##### THE INPUT #####

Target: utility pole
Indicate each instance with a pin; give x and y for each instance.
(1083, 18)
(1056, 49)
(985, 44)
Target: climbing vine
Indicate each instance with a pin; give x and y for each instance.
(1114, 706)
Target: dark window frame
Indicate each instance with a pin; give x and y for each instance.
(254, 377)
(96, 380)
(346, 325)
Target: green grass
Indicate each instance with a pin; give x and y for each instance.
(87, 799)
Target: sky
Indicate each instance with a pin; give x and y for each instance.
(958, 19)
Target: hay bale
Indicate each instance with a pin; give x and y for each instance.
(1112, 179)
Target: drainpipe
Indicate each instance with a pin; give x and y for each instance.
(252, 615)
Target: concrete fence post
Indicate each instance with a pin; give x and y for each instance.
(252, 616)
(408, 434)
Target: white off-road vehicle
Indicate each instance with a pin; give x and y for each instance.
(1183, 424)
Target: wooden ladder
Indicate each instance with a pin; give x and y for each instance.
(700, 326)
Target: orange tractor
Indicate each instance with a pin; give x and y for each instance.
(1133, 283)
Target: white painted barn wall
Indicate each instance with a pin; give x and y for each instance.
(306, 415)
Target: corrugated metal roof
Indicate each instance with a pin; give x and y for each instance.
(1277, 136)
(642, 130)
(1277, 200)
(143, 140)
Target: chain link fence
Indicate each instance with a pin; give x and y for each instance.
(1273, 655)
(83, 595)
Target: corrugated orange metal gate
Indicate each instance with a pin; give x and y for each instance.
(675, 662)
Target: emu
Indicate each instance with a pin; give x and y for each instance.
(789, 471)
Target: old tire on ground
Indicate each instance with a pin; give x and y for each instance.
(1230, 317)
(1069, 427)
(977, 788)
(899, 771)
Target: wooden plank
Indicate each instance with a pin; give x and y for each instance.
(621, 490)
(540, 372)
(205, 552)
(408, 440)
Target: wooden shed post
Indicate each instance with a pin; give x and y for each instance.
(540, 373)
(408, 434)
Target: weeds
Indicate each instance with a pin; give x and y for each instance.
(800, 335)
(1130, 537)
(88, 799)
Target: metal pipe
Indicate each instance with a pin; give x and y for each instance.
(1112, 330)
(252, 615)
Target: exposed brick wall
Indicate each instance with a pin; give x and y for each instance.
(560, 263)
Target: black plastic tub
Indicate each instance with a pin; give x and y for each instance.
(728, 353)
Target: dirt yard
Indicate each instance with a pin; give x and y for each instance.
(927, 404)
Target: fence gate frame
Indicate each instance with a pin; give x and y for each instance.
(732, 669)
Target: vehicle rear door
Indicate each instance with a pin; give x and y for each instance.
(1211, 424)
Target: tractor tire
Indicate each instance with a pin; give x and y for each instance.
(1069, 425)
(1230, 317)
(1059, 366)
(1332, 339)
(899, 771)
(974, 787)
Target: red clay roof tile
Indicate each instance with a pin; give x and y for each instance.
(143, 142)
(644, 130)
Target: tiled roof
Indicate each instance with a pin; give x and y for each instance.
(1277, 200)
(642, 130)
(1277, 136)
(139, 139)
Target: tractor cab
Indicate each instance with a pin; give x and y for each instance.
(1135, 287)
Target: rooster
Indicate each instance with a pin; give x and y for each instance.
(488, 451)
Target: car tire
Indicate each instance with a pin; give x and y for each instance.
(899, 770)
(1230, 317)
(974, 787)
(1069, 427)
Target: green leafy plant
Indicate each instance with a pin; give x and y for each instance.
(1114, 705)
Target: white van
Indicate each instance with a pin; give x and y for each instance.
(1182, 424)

#####

**GIVEN TASK**
Write out all of these lines again, substituting "Object" for each occurrence of "Target" and leaving everything else unchanged.

**TASK RESULT**
Object: utility pole
Indicate each instance with a pin; give x and y for each instance.
(1083, 18)
(1056, 49)
(985, 44)
Object: climbing vine
Indicate each instance with a pin; give x and y for each instance.
(1114, 706)
Object: dark window frame
Indicate each instance with a pin; give x and y for each instance.
(254, 377)
(96, 380)
(346, 325)
Object: green grass
Indicate each instance with a pin; give x and y for each instance.
(87, 799)
Object: sky
Indicate each instance with a pin; give x and y for each instance.
(958, 19)
Object: hay bale
Indicate each instance with a pin; give x and y for each instance.
(1112, 179)
Object: drainpipe
Indicate each instance with a pin; give x and y for each instance.
(252, 615)
Object: concrete fence post
Indicate each instance with a pin; give x and y for each instance.
(252, 616)
(408, 434)
Object: white off-road vehicle
Indicate each instance with a pin; give x and y for each instance.
(1183, 424)
Object: wooden ladder
Indicate each instance with a pin; give x and y for each instance.
(700, 326)
Object: orange tractor
Indicate each instance with a pin; give x and y for each instance.
(1133, 283)
Object: white painted barn wall
Indicate each instance with a pin; give x and y for each instance.
(306, 415)
Object: corrugated metal roof
Indicate each instance with a pin; give x and y for each instance.
(1277, 136)
(642, 130)
(1277, 200)
(143, 140)
Object: chain link fence
Indicate each instance with a pin; give x and y for each instance.
(1273, 655)
(83, 595)
Object: corrugated orange metal gate
Indicate each instance with a pin; give x and y for each instance.
(675, 662)
Object: emu
Indicate each instance with a pin; give x and y for each instance.
(789, 471)
Object: old tire on ground
Indicate each instance with a pin; give x and y for each instance.
(1230, 317)
(1069, 427)
(977, 788)
(899, 771)
Object: wooden plank
Indicate each instance with a pin; give x and y for each instance.
(621, 490)
(540, 372)
(205, 552)
(408, 440)
Object: wooden shed post
Indicate each instance with a pin; give x and y for each instance.
(540, 373)
(408, 434)
Object: weeds
Indicate each instance with a pin; give x and y for each instance.
(800, 335)
(1130, 537)
(88, 799)
Object: metal pipe
Indicate each instance with a pin; give x and y for each instance.
(1112, 330)
(252, 615)
Object: exposed brick wall
Indicate each instance with a pin; give x and y for each instance.
(560, 263)
Object: black plastic tub
Indicate each instance with a pin; give x and y for each instance.
(728, 353)
Object: dirt yard
Indicate each instance with a pin; give x and y for each instance.
(927, 404)
Object: fence gate frame
Indicate each instance with a pin; give x and y for each instance.
(732, 669)
Object: vehicle rear door
Indicate each instance with a pin; give x and y for each instance.
(1211, 424)
Object: tractor tire
Indicate each instance with a pin; give x and y for each instance.
(1069, 425)
(1230, 317)
(1059, 366)
(1332, 339)
(899, 771)
(974, 787)
Object: red clay roof tile
Indicate each instance with a pin; give x and y for each instance.
(143, 142)
(644, 130)
Object: tiled roof
Indicate each instance with a pin; give x and y for each instance.
(1277, 200)
(642, 130)
(1277, 136)
(139, 139)
Object: tractor cab
Indicate each instance with a pin; give x and y for each instance.
(1135, 287)
Object: rooster
Indicate each instance with a pin; give x and y for each instance.
(488, 451)
Object: car tire
Indicate each instance with a pin; give x and y for each instance.
(899, 770)
(1230, 317)
(974, 787)
(1069, 427)
Object: green leafy plant
Indicate each instance with a pin; give x and y for each instance.
(1114, 705)
Object: white van
Indicate each instance with a pin; give x and y for each instance.
(1182, 424)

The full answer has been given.